MATERIAL PROVIDED »
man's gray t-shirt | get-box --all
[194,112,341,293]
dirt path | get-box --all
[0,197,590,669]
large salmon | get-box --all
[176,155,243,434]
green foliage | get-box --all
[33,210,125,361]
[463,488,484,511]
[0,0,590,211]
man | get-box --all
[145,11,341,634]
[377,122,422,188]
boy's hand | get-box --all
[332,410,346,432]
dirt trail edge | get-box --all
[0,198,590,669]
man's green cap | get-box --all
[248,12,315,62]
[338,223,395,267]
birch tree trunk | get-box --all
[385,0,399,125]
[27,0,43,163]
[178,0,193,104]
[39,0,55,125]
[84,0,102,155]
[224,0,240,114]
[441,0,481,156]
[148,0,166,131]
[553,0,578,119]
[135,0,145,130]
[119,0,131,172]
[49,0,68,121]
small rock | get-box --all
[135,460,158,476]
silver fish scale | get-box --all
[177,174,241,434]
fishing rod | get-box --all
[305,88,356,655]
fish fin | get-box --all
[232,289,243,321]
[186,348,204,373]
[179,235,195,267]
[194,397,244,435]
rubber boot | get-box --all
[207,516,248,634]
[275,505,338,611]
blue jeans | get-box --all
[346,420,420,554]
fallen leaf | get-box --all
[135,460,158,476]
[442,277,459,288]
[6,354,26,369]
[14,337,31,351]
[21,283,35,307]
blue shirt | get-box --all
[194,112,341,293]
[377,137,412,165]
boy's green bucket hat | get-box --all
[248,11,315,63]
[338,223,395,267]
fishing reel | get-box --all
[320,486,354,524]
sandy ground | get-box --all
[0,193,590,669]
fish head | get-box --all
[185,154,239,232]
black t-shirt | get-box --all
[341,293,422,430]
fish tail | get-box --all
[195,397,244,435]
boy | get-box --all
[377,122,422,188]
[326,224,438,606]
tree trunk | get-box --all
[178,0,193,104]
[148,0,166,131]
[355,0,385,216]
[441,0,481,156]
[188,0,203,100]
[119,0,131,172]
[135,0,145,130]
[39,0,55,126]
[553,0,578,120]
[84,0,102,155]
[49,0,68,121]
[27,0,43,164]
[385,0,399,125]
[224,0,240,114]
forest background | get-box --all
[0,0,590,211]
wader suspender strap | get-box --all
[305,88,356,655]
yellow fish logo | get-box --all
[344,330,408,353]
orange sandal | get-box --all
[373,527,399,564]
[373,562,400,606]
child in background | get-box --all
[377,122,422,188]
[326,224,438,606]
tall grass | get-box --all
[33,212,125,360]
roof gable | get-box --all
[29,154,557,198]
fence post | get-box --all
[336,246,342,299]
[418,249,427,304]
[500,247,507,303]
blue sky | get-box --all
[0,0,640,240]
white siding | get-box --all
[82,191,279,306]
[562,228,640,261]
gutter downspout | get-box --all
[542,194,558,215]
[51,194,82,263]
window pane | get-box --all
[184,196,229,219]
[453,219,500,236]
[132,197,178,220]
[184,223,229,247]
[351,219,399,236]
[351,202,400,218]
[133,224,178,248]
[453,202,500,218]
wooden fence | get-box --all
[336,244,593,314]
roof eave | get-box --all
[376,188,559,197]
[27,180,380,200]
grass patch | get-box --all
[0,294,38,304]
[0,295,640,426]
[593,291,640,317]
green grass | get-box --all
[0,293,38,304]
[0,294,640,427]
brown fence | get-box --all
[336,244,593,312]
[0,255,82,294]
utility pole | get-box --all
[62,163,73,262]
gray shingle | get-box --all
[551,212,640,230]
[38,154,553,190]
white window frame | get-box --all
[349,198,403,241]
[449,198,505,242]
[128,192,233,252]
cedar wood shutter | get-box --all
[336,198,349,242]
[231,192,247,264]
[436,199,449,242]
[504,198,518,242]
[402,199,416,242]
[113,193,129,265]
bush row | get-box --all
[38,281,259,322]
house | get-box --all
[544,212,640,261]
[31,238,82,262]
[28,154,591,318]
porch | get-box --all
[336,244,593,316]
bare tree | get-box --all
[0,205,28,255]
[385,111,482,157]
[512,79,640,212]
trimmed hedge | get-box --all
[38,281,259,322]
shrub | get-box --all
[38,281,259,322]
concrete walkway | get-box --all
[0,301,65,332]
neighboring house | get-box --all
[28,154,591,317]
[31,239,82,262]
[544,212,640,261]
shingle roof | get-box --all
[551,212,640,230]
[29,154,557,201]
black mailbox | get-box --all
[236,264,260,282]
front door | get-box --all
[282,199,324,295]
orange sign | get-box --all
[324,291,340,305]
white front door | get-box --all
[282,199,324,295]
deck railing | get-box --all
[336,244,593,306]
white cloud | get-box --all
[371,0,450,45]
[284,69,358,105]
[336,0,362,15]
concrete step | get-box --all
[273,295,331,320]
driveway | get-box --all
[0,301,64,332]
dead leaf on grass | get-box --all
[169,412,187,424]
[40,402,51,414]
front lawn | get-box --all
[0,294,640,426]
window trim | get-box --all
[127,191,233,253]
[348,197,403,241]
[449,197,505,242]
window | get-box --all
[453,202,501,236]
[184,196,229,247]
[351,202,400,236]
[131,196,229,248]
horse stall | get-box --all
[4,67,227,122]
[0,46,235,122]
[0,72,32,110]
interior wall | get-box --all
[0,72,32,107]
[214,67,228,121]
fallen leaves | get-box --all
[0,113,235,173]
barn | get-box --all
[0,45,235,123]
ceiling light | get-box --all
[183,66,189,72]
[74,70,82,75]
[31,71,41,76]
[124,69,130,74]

EXERCISE BRIEF »
Could you put the part that opens with the line containing "sandy ground | get-box --all" and closes with the line containing "[593,291,640,317]", both ends included, into a JSON list of strings with one string per line and blank lines left out?

RESPONSE TO THIS TASK »
[
  "sandy ground | get-box --all",
  "[0,193,590,669]",
  "fish head | get-box --all",
  "[185,154,239,232]",
  "black t-shirt | get-box --all",
  "[341,293,422,430]",
  "fish tail | get-box --all",
  "[195,397,244,435]",
  "boy | get-box --all",
  "[377,122,422,188]",
  "[326,224,438,606]",
  "tree trunk | get-box --all",
  "[178,0,193,104]",
  "[148,0,166,131]",
  "[355,0,385,216]",
  "[441,0,481,156]",
  "[188,0,203,100]",
  "[119,0,131,172]",
  "[135,0,145,130]",
  "[39,0,55,126]",
  "[553,0,578,120]",
  "[84,0,102,155]",
  "[49,0,68,121]",
  "[27,0,43,164]",
  "[385,0,399,125]",
  "[224,0,240,114]",
  "forest background | get-box --all",
  "[0,0,590,211]",
  "wader suspender strap | get-box --all",
  "[305,88,356,655]",
  "yellow fish logo | get-box --all",
  "[344,330,408,353]",
  "orange sandal | get-box --all",
  "[373,527,399,564]",
  "[373,562,400,606]",
  "child in background | get-box --all",
  "[377,122,422,188]",
  "[326,224,438,606]",
  "tall grass | get-box --all",
  "[33,212,125,360]",
  "roof gable | get-box --all",
  "[29,154,557,198]",
  "fence post | get-box --all",
  "[336,246,342,299]",
  "[418,249,427,304]",
  "[500,247,507,303]",
  "blue sky | get-box --all",
  "[0,0,640,240]",
  "white siding | get-box --all",
  "[82,191,279,306]",
  "[562,228,640,261]",
  "gutter downspout | get-box --all",
  "[542,194,558,215]",
  "[51,194,82,263]",
  "window pane | get-box --all",
  "[184,196,229,219]",
  "[453,219,500,236]",
  "[132,197,178,220]",
  "[184,223,229,247]",
  "[351,219,399,236]",
  "[351,202,400,218]",
  "[133,224,178,248]",
  "[453,202,500,218]",
  "wooden fence | get-box --all",
  "[336,244,593,314]",
  "roof eave | get-box --all",
  "[376,188,559,197]",
  "[27,180,380,200]",
  "grass patch | get-box --all",
  "[0,294,38,304]",
  "[0,295,640,426]",
  "[593,291,640,317]"
]